→ **WHAT THE TASK ASKS**
Return every line of the items below that contains the string "jersey". Matching is case-sensitive.

→ **DATA SECTION**

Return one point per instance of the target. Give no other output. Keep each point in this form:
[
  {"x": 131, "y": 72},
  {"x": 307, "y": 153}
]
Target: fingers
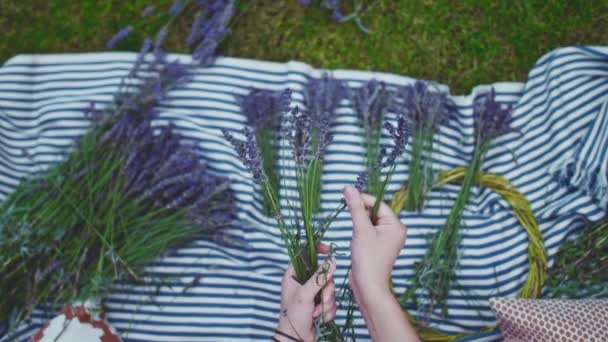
[
  {"x": 322, "y": 277},
  {"x": 385, "y": 213},
  {"x": 357, "y": 209}
]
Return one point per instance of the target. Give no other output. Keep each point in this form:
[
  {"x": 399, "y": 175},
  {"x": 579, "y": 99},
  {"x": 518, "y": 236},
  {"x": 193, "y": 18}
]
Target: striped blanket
[{"x": 557, "y": 158}]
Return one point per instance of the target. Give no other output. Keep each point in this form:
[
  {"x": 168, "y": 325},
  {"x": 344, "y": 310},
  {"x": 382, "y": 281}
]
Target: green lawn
[{"x": 460, "y": 43}]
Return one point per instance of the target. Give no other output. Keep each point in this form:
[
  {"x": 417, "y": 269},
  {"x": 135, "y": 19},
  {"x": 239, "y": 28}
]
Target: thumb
[
  {"x": 357, "y": 209},
  {"x": 318, "y": 280}
]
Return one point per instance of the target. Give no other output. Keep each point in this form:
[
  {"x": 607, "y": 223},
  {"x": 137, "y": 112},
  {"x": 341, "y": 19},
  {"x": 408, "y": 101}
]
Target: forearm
[{"x": 384, "y": 317}]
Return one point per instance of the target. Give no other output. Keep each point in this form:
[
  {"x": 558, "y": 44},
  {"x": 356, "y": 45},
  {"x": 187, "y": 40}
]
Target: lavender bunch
[
  {"x": 399, "y": 136},
  {"x": 209, "y": 28},
  {"x": 303, "y": 232},
  {"x": 124, "y": 196},
  {"x": 263, "y": 110},
  {"x": 321, "y": 98},
  {"x": 426, "y": 110},
  {"x": 435, "y": 273},
  {"x": 371, "y": 102}
]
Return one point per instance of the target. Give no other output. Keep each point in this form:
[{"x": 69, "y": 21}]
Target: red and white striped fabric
[{"x": 552, "y": 319}]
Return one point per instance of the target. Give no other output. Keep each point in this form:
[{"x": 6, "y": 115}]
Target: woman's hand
[
  {"x": 375, "y": 246},
  {"x": 298, "y": 308},
  {"x": 374, "y": 249}
]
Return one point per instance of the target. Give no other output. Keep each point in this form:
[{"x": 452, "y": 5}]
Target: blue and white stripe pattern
[{"x": 557, "y": 159}]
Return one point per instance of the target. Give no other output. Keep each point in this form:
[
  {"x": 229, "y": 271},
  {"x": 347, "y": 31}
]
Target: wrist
[
  {"x": 373, "y": 290},
  {"x": 286, "y": 333}
]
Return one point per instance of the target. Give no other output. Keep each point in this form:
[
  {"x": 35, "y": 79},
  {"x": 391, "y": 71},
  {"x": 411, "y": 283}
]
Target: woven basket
[{"x": 537, "y": 256}]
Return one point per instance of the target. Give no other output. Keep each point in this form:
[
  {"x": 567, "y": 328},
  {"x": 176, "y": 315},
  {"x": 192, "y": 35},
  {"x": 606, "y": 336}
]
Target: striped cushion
[{"x": 232, "y": 293}]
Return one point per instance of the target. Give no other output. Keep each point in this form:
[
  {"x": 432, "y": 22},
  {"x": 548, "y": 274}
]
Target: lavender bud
[
  {"x": 491, "y": 120},
  {"x": 120, "y": 35},
  {"x": 147, "y": 11},
  {"x": 361, "y": 182}
]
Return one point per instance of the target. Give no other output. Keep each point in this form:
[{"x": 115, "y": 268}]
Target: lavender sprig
[
  {"x": 249, "y": 153},
  {"x": 434, "y": 274},
  {"x": 335, "y": 7},
  {"x": 427, "y": 110},
  {"x": 491, "y": 119},
  {"x": 371, "y": 102},
  {"x": 399, "y": 136},
  {"x": 120, "y": 35}
]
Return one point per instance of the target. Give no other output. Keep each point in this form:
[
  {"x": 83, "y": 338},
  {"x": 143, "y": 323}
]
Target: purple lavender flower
[
  {"x": 249, "y": 153},
  {"x": 161, "y": 36},
  {"x": 263, "y": 108},
  {"x": 176, "y": 7},
  {"x": 147, "y": 11},
  {"x": 335, "y": 8},
  {"x": 297, "y": 129},
  {"x": 120, "y": 35},
  {"x": 209, "y": 28},
  {"x": 425, "y": 108},
  {"x": 371, "y": 101},
  {"x": 399, "y": 136},
  {"x": 491, "y": 120},
  {"x": 322, "y": 96},
  {"x": 160, "y": 169},
  {"x": 361, "y": 182}
]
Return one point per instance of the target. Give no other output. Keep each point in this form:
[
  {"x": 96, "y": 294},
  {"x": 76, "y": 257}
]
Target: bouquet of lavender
[
  {"x": 371, "y": 103},
  {"x": 426, "y": 110},
  {"x": 263, "y": 109},
  {"x": 580, "y": 269},
  {"x": 436, "y": 271},
  {"x": 123, "y": 196}
]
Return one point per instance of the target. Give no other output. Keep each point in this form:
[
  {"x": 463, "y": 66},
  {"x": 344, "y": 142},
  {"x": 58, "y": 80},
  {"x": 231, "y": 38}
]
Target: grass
[{"x": 460, "y": 43}]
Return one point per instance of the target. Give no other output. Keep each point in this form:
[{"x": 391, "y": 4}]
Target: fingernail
[{"x": 349, "y": 191}]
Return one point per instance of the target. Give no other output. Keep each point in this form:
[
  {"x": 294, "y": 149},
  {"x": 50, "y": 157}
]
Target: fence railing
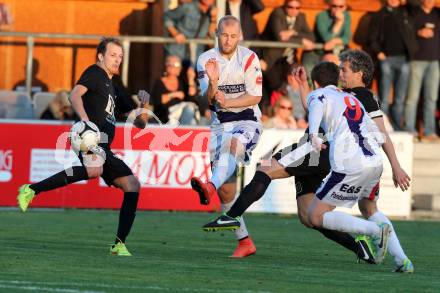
[{"x": 126, "y": 42}]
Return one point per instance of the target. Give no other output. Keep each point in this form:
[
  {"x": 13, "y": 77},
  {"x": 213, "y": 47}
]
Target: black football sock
[
  {"x": 250, "y": 194},
  {"x": 61, "y": 179},
  {"x": 127, "y": 215},
  {"x": 342, "y": 238}
]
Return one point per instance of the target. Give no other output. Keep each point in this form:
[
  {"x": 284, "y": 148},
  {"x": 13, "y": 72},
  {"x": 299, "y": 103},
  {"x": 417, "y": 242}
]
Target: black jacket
[
  {"x": 404, "y": 18},
  {"x": 247, "y": 9}
]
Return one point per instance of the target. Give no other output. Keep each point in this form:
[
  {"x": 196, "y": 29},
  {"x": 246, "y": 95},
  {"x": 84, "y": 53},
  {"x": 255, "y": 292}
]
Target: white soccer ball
[{"x": 84, "y": 135}]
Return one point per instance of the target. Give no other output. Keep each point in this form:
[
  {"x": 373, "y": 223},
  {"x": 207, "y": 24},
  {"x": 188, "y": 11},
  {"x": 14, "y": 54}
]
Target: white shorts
[
  {"x": 344, "y": 190},
  {"x": 247, "y": 132}
]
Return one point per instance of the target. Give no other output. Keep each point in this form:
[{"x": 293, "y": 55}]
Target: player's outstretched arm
[
  {"x": 76, "y": 101},
  {"x": 400, "y": 178}
]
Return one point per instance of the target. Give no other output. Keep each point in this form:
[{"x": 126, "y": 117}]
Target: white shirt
[
  {"x": 353, "y": 137},
  {"x": 238, "y": 75}
]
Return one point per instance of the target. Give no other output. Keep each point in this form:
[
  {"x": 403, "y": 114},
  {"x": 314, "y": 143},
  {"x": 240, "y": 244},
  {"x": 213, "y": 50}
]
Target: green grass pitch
[{"x": 67, "y": 251}]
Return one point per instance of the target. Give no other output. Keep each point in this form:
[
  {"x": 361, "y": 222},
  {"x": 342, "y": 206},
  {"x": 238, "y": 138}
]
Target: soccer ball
[{"x": 84, "y": 135}]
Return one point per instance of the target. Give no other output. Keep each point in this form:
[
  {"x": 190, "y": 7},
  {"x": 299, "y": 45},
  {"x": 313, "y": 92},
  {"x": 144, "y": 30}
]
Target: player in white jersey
[
  {"x": 230, "y": 78},
  {"x": 355, "y": 158}
]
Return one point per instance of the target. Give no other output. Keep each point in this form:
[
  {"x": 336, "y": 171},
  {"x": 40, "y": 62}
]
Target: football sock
[
  {"x": 342, "y": 238},
  {"x": 394, "y": 247},
  {"x": 347, "y": 223},
  {"x": 241, "y": 232},
  {"x": 68, "y": 176},
  {"x": 223, "y": 170},
  {"x": 250, "y": 194},
  {"x": 127, "y": 215}
]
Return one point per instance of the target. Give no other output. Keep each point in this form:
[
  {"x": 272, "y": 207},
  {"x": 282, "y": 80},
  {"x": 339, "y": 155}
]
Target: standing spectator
[
  {"x": 59, "y": 108},
  {"x": 333, "y": 29},
  {"x": 189, "y": 20},
  {"x": 244, "y": 10},
  {"x": 425, "y": 70},
  {"x": 392, "y": 40},
  {"x": 283, "y": 118},
  {"x": 170, "y": 98},
  {"x": 285, "y": 24}
]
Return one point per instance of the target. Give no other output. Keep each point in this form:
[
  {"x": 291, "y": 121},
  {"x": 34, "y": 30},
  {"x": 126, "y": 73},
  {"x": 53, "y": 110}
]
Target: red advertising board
[{"x": 163, "y": 158}]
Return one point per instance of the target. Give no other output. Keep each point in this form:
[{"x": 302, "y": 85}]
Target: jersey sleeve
[
  {"x": 253, "y": 76},
  {"x": 89, "y": 79},
  {"x": 315, "y": 105},
  {"x": 202, "y": 76}
]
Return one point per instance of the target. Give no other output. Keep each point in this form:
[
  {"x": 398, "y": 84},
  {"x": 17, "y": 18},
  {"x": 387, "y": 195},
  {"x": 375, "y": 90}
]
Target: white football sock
[
  {"x": 394, "y": 247},
  {"x": 223, "y": 170},
  {"x": 241, "y": 232},
  {"x": 343, "y": 222}
]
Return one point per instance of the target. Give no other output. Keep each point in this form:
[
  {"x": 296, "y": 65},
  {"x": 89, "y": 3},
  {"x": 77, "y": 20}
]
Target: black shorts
[
  {"x": 113, "y": 167},
  {"x": 308, "y": 174}
]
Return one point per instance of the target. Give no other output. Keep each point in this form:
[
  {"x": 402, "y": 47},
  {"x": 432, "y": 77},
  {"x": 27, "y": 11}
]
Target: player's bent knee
[
  {"x": 94, "y": 172},
  {"x": 304, "y": 219}
]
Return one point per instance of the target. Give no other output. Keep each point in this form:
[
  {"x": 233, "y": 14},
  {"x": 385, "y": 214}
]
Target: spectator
[
  {"x": 333, "y": 29},
  {"x": 392, "y": 40},
  {"x": 283, "y": 118},
  {"x": 189, "y": 20},
  {"x": 285, "y": 24},
  {"x": 244, "y": 10},
  {"x": 292, "y": 90},
  {"x": 59, "y": 108},
  {"x": 5, "y": 16},
  {"x": 425, "y": 70},
  {"x": 169, "y": 97}
]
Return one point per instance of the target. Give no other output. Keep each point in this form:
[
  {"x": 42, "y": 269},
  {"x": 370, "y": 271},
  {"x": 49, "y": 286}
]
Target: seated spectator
[
  {"x": 424, "y": 71},
  {"x": 285, "y": 24},
  {"x": 170, "y": 99},
  {"x": 283, "y": 118},
  {"x": 333, "y": 29},
  {"x": 59, "y": 108},
  {"x": 189, "y": 20}
]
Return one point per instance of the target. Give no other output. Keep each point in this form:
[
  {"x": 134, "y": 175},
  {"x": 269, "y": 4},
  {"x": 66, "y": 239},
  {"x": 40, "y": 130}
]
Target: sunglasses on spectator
[
  {"x": 174, "y": 64},
  {"x": 286, "y": 108}
]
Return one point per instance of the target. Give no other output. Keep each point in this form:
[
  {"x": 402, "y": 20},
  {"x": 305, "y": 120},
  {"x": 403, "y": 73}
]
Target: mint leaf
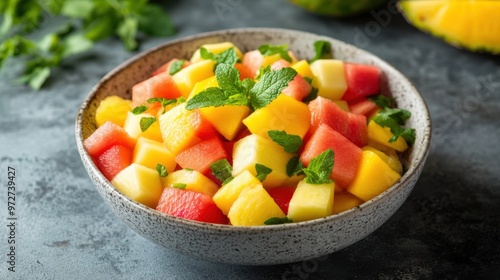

→ **THE RESPONSE**
Target: player in white jersey
Target: jersey sleeve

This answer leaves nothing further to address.